EXERCISE PROMPT:
The result should be a full, exact repeat of the entries, free of pictures.

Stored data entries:
____
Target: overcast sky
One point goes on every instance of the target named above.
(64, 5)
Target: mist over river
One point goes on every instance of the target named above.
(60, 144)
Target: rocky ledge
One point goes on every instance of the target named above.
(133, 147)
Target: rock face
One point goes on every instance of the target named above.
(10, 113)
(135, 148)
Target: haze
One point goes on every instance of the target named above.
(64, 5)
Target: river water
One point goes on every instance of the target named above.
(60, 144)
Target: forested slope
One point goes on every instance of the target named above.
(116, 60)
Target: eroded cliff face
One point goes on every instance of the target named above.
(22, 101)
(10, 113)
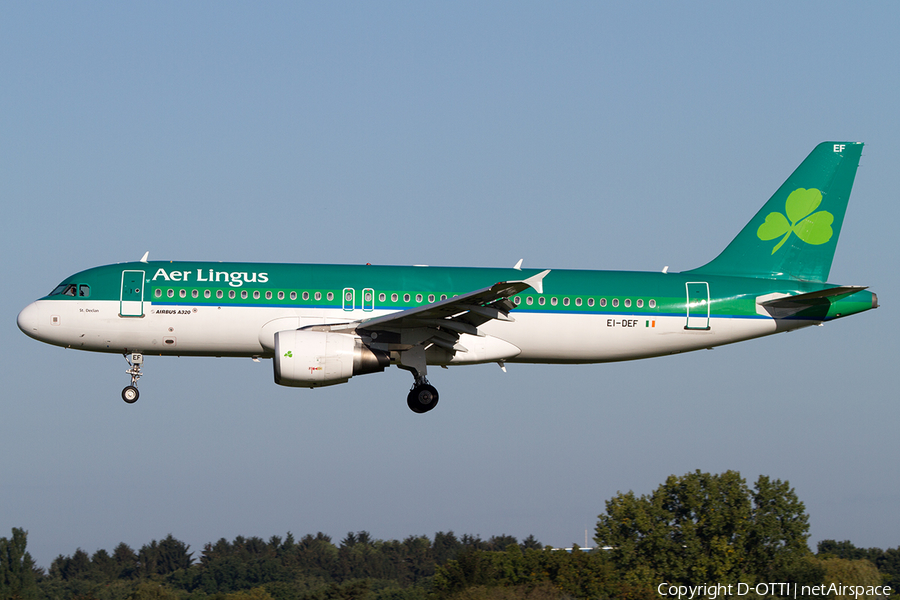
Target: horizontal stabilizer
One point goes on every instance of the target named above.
(787, 306)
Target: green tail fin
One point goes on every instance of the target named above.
(794, 235)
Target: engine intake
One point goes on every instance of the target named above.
(319, 358)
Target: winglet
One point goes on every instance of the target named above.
____
ANSWER BOX:
Target: overcast sky
One point goes on every instance of the target named above.
(64, 5)
Target: mist over river
One point goes on every instance of the target named above.
(60, 144)
Target: rocky ledge
One point goes on every instance of the target named above.
(133, 147)
Target: rock face
One point goes on every instance of the target named above.
(10, 113)
(135, 148)
Target: haze
One point goes on every instance of the target named above.
(64, 5)
Target: river water
One point goes on every instance of the target named above.
(60, 144)
Target: forested slope
One point goes on every instance of the target named above.
(116, 60)
Target: eroded cliff face
One point goes on every instance of the target named above.
(22, 101)
(10, 113)
Target: horizontal stabilizer
One point goes on every instance of the target named above.
(787, 306)
Target: green tail fin
One point goes on every instance of the target named above.
(794, 235)
Target: engine intake
One point goes on every instance of the target named above.
(319, 358)
Target: winglet
One point goes on every instance of the target named above.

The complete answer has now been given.